===== Records to process
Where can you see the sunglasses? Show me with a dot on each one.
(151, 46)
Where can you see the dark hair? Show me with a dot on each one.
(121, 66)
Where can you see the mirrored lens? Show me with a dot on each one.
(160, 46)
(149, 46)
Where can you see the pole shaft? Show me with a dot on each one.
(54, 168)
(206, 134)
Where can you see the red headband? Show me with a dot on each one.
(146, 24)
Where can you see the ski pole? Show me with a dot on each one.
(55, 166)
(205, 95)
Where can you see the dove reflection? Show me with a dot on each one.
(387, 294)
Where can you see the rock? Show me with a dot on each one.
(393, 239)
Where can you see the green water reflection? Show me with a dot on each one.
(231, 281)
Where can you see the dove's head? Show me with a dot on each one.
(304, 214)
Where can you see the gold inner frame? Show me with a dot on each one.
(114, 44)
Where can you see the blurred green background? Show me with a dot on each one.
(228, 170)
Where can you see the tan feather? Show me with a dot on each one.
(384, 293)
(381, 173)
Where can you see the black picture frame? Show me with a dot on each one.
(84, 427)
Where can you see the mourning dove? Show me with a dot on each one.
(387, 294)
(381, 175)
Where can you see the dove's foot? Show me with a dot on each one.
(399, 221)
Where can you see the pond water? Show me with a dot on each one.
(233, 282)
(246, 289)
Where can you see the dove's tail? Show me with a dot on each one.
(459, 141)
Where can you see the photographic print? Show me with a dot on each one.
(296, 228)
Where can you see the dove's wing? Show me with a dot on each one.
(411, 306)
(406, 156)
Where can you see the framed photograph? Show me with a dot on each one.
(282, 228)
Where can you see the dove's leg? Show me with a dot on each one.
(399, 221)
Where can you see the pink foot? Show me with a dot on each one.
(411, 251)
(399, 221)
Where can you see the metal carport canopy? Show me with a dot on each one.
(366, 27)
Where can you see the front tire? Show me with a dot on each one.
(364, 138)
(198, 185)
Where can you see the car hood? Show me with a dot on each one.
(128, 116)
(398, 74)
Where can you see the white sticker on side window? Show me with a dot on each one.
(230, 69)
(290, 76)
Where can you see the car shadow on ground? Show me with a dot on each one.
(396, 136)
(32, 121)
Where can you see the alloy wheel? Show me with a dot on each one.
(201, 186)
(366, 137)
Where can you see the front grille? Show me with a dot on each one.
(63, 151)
==========
**Goal:**
Copy out every row above again, word for word and in the same order.

**Finished task:**
Where can you see the sunglasses? Show me with a dot on each one.
(151, 46)
Where can you see the dark hair? Show me with a dot on each one.
(121, 66)
Where can you see the mirrored lens? Show me with a dot on each one.
(160, 46)
(149, 46)
Where can you see the pole shaft? Show me with a dot on each one.
(54, 168)
(206, 134)
Where can you see the red headband? Show me with a dot on each one.
(146, 24)
Where can you see the ski pole? Show me with a dot on each one.
(55, 166)
(205, 95)
Where can you see the dove reflection? Show me with a dot on each one.
(387, 294)
Where can you see the rock? Show me with a dot on each one.
(393, 239)
Where can you see the green water reflection? Show me with a dot on each one.
(231, 281)
Where can you see the dove's head? Show me with a dot on each one.
(304, 214)
Where can you see the gold inner frame? Show me with a dot on each one.
(114, 44)
Where can you see the blurred green background? Show me with a dot on each one.
(228, 170)
Where can you see the tan feather? Show me with a dot on each one.
(384, 293)
(381, 173)
Where can you see the black picture frame? Show me with a dot on each one.
(84, 427)
Where can you see the mourning dove? Show me with a dot on each one.
(387, 294)
(381, 175)
Where can you see the dove's foot? Show me with a dot on each one.
(399, 221)
Where can you see the pond water? Show me with a dot on each one.
(233, 282)
(246, 289)
Where can you see the dove's tail? Show me with a dot on each one.
(459, 141)
Where can you see the photographic print? Show me with a dot on each one.
(296, 228)
Where can you see the dove's wing? Show me with a dot on each one.
(411, 306)
(406, 156)
Where can you see the framed photograph? Show me with a dot on each one.
(282, 228)
Where can you see the dove's leg? Show me with a dot on each one.
(399, 221)
Where can you see the pink foot? Show me with a dot on each one.
(411, 251)
(399, 221)
Where can you see the metal carport canopy? Show me with a dot on each one.
(366, 27)
Where can you see the front tire? Show me with a dot on each one.
(364, 138)
(198, 185)
Where can you see the car hood? Show me with a dot on each one.
(128, 116)
(398, 74)
Where can you see the white sticker on side window? Show me with a dot on each one.
(230, 69)
(290, 76)
Where can you see the car shadow on ground? Show me with a dot on each one.
(396, 136)
(32, 121)
Where can you see the alloy wheel? Show me with a dot on each one.
(201, 186)
(366, 137)
Where can you see the front grille? Show me with a dot on each one.
(63, 151)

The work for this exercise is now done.